■ Problem description:
How many lines in the entries below contain the word "door"? Reply with the number alone.

····················

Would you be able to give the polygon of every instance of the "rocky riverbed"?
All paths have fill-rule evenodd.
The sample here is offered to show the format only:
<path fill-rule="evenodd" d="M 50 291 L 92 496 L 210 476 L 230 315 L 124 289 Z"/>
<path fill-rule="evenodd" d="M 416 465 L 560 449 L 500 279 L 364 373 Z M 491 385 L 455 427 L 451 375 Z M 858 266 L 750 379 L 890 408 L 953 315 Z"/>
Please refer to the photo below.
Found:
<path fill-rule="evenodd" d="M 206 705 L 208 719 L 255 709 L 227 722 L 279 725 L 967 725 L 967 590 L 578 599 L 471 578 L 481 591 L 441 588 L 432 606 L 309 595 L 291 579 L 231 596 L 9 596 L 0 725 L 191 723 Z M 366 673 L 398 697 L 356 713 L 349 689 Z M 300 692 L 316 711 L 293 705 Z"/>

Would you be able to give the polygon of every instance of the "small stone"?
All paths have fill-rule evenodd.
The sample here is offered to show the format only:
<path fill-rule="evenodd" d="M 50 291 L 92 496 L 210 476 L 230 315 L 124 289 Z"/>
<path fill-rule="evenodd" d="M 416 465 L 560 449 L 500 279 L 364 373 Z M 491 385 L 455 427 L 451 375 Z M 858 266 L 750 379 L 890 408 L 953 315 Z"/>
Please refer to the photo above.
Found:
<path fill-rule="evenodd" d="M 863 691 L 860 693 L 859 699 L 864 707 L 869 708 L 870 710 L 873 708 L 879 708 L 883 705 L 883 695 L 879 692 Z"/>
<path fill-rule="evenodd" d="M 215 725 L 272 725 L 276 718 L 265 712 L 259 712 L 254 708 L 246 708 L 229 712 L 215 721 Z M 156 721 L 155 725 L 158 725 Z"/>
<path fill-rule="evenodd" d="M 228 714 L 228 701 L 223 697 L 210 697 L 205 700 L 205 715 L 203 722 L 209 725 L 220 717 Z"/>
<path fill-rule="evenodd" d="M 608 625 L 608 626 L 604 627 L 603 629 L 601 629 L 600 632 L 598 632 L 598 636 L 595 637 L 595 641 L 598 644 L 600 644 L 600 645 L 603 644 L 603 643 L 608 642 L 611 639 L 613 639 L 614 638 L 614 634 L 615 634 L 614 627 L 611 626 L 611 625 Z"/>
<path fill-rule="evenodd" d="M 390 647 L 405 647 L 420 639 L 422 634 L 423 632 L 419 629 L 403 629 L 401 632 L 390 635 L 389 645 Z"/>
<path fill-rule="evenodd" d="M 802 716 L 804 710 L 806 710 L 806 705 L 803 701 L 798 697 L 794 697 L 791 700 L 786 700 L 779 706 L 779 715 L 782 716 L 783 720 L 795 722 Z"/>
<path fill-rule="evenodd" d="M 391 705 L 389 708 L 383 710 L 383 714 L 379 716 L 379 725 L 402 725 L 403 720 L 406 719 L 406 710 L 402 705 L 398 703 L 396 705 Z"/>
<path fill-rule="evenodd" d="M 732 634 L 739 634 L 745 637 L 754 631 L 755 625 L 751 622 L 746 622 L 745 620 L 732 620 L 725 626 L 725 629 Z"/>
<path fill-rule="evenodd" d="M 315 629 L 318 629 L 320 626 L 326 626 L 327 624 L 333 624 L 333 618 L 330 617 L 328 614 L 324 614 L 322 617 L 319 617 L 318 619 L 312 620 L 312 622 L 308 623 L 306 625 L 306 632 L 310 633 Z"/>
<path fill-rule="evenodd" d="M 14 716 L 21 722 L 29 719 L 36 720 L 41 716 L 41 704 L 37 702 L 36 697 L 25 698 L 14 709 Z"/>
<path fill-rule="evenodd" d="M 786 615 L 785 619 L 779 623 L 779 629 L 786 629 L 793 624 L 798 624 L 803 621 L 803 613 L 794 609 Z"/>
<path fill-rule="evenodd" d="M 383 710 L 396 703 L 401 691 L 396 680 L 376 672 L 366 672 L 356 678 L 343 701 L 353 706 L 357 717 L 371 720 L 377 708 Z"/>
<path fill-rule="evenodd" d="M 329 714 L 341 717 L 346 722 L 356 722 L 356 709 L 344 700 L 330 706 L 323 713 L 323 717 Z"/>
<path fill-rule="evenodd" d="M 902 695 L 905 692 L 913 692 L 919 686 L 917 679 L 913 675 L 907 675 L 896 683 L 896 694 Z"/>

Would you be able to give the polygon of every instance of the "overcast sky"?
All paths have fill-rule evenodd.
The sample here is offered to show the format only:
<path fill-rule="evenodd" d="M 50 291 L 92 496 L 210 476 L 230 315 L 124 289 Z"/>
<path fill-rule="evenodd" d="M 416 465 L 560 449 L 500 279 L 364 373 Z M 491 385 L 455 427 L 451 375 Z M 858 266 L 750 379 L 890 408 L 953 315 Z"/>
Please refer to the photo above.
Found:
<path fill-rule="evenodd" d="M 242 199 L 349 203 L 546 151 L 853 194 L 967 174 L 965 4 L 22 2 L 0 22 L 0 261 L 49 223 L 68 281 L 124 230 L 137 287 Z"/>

····················

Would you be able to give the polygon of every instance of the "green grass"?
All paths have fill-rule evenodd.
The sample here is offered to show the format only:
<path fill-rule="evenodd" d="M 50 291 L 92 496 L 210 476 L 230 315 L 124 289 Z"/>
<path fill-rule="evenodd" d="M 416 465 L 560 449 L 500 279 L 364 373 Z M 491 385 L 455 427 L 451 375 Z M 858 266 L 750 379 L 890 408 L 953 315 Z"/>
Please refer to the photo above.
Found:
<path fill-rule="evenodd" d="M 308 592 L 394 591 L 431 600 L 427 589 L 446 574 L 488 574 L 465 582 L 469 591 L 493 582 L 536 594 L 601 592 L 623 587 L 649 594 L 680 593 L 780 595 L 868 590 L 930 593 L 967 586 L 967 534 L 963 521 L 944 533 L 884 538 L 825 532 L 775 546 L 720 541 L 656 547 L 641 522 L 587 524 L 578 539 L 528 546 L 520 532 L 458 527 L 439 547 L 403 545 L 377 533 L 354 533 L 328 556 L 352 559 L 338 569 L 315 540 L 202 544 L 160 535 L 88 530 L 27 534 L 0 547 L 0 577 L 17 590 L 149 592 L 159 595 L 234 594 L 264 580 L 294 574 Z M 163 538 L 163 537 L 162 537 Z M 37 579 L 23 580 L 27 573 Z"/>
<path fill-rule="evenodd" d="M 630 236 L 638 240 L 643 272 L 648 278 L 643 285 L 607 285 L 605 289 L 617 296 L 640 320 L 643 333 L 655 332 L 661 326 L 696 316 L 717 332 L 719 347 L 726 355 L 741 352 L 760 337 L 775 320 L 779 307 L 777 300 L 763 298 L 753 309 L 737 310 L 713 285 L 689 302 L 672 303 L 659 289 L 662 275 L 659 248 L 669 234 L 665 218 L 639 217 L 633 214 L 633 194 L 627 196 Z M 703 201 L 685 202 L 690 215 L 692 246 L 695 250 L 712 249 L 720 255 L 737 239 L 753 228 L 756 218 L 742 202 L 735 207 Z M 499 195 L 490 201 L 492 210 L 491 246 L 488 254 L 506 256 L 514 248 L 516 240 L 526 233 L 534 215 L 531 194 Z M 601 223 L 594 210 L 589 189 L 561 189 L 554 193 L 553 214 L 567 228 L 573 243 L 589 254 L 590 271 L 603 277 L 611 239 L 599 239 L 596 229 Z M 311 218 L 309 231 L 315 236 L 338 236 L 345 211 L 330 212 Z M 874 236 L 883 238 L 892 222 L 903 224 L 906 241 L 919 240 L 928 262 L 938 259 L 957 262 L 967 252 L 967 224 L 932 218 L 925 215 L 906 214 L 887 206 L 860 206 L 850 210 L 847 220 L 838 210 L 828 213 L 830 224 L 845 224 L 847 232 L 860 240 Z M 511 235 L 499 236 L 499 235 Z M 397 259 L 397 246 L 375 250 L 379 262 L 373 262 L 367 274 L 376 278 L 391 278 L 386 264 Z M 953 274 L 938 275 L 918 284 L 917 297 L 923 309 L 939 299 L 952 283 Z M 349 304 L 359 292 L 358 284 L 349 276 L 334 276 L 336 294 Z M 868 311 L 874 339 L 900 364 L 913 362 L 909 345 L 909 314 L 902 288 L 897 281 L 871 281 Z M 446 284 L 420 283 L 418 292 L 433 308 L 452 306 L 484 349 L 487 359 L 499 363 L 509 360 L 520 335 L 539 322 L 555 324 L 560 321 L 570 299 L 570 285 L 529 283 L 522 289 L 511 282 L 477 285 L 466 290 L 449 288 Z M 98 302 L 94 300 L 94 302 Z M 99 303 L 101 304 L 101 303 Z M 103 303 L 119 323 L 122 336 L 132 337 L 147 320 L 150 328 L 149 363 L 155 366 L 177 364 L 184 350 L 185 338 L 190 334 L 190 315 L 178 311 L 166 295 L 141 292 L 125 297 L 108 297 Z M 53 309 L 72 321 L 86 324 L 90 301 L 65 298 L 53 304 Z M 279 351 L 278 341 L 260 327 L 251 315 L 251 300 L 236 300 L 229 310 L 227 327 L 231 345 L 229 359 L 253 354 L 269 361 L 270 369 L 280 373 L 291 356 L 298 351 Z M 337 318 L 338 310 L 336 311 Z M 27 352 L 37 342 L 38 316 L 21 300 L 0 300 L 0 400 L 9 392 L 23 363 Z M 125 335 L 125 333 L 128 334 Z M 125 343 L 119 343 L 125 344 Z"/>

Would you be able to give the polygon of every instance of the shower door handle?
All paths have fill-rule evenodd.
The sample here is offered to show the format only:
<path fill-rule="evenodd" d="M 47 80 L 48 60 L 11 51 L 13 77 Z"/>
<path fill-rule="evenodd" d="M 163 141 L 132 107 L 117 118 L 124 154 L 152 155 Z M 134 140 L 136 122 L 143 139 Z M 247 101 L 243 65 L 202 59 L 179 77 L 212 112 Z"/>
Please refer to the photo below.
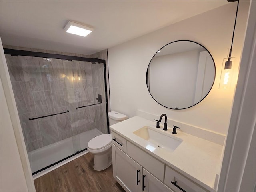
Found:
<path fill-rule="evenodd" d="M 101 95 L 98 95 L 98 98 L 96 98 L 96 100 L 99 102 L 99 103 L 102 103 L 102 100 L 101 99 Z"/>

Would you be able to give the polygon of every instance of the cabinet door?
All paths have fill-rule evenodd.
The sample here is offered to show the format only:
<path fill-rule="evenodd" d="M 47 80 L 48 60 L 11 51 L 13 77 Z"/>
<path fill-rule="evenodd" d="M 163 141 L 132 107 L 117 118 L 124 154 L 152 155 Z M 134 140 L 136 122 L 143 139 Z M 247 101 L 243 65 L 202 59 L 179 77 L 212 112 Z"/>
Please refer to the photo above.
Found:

····················

■ Response for this exercise:
2